PROVIDED PASSAGE —
The Pride of Tampa Bay: Le Segunda Bakery
One of the city’s best-known brands is also one of its most beloved.
Real estate development is nothing new in Florida. Case in point: Ybor City, founded in the 1880s in the core of a then largely lawless, burgeoning town known as Tampa. Vicente Martinez-Ybor built it. And boy, did they ever come.
They came to work in the cigar factories, Ybor’s and others’, from Italy and Spain, Germany and Cuba. They worked together, played together, married each other. Ybor, and thus Tampa, has been a family-driven city from the beginning, a melting pot from its inception. And when families broke bread, much of it was Cuban. Generations later, Tampa largely continues that tradition.

GIVEN RECORDS —

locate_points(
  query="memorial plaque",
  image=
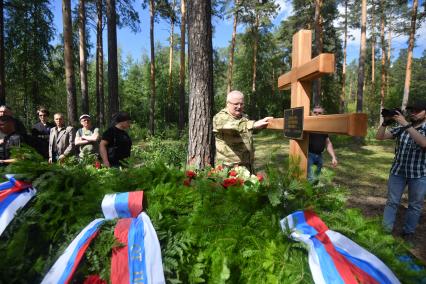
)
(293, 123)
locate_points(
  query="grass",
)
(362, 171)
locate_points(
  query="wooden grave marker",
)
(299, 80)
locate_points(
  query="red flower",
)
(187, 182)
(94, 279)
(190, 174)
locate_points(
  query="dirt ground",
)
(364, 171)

EXERCISE REQUIREMENTS —
1. From the passage on Ybor City above, list every country the passage names as a place the cigar workers came from.
2. Answer from the passage on Ybor City:
(a) In what decade was Ybor City founded?
(b) Who built Ybor City?
(c) In what kind of factories did the newcomers come to work?
3. Decide whether each statement agrees with the passage on Ybor City, and quote the words that settle it:
(a) Ybor City was founded in the 1920s.
(b) The passage calls Ybor a melting pot from its inception.
(c) Tampa has largely given up the tradition of eating Cuban bread.

OUTPUTS IN ORDER —
1. Italy, Spain, Germany, Cuba

2.
(a) The 1880s
(b) Vicente Martinez-Ybor
(c) Cigar factories

3.
(a) No. "founded in the 1880s"
(b) Yes. "a melting pot from its inception"
(c) No. "Tampa largely continues that tradition."